# ????'s about 'gils for bait



## BottomBouncer (Jan 20, 2005)

I've noticed that when I'm using bluegill for bait in the scioto or any natural lake/river that if I catch the bluegill from that body of water they work better. Before I have taken pond caught 'gils to the scioto and not caught a thing.....or even had a run. However when I take 'gils from the scioto i get more action. 

Also, I have never had a run or caught anything on chubs, shiners or suckers. Have you guys had any luck with them?


----------



## M.Magis (Apr 5, 2004)

The only difference I could see with the gills is if they're less lively when you transport them. I've never noticed a problem. I've yet to meet a catfish that won't eat a chub, shiner, or sucker.  I no longer use any of them for flatheads because the channels get them first.


----------



## misfit (Apr 5, 2004)

i've never noticed a problem either.

mike,as for losing the other baits to channels,try bigger ones   
i've caught lots of flatheads on 10-16 inch chubs and suckers.
and any channel that will woof one of those down,is welcome to it


----------



## M.Magis (Apr 5, 2004)

The channels I run into must be overly ambitious.  I've caught some that I couldn't have forced the bait in their mouth. But then, I once caught a 30 lb flathead on a 2" goldfish. I guess if it wiggles, it's fair game.
Bring down some 16" suckers and we'll try them out.  I think I've gotten too lazy lately to go get bait.


----------



## Doctor (Apr 5, 2004)

* _EXTRACTED DATA_:
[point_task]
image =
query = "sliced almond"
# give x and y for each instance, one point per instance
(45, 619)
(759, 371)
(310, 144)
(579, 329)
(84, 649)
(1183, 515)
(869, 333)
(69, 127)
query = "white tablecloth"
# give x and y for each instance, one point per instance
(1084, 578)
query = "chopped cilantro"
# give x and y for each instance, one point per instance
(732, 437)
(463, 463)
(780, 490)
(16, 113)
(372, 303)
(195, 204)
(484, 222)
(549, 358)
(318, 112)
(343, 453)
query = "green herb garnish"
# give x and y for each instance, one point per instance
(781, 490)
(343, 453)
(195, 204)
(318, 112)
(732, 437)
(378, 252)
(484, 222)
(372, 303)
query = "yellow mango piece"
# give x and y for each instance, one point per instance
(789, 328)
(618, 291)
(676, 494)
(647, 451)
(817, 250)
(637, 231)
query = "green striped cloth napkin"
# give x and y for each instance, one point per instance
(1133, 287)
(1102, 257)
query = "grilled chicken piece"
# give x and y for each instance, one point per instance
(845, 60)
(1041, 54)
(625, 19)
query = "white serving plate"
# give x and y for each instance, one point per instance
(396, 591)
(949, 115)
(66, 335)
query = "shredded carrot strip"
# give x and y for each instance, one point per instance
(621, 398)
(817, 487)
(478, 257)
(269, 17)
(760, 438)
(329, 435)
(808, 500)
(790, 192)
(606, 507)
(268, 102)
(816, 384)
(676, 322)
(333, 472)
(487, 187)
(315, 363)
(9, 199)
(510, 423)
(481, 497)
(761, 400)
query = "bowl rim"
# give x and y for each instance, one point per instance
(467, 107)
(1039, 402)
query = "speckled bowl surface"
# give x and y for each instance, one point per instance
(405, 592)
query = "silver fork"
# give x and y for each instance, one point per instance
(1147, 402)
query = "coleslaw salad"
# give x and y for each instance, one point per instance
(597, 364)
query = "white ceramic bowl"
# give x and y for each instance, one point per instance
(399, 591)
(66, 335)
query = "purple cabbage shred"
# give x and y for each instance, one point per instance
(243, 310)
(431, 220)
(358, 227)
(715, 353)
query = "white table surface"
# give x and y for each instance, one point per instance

* _LIST OF TASKS_:
a - Please list every kind of fish that the bait-fishing thread names as having been used or suggested as bait.
b - Resume the bait-fishing thread from the point where it stops.
The rows have no connection to the bait-fishing thread.

* _RESPONSES IN ORDER_:
a - Bluegill, chubs, shiners, suckers, goldfish

b -
Mike,

I have had that same problem on the river with Channels, they like to grab live shad by the bellys and move off with them, they always bite them down hard killing them but they leave there mark on there belly's, very seldom do we hook them up except when I get real frustrated and want to know what is killing my Shad and I'll hang a stinger hook and the stinger will get them. But when we take the killed bait and cut it up we will then hook them.


----------



## BottomBouncer (Jan 20, 2005)

Usually when I'm going after flatties with bluegill I catch channel cats. Good sized ones.......maybe I'm just not fishing close enough to the cover


----------



## M.Magis (Apr 5, 2004)

> they always bite them down hard killing them but they leave there mark on there belly's


 Their mark always stops just short of the hook, doesn't it.  Sometimes it seems like they're doing it on purpose. 



> maybe I'm just not fishing close enough to the cover


I wouldn't say that. It's just a waiting game. There are far more channels swimming around than there are flatheads, so you'll catch a lot more of them. Keep bait in the water long enough and a flathead will eventually find it first.


----------



## misfit (Apr 5, 2004)

i'm too old nd tired to catch those baits now   
so i'll just stick with gills and goldfish  
i do have the same problem with chubs.the channels usually bite them in half,or if the bait's big,just crush them.then i'll do like doc and cut them up and catch fish.but lots of times,the bigger channels will take the whole bait if given the chance.

ps to bb..............you first have to fish for flatheads where there are flatheads


----------



## BottomBouncer (Jan 20, 2005)

Soo.......Antrim is the problem


----------



## misfit (Apr 5, 2004)

possibly,but if it put out a new record saugeye,who knows


----------



## ShoreBoundOne (Apr 6, 2004)

Dont want to start anything here...just clearing it up in my own mind....isnt it illegal to bring gills from one body of water to another body of water?....someone please set me straight.

Mitch


----------



## misfit (Apr 5, 2004)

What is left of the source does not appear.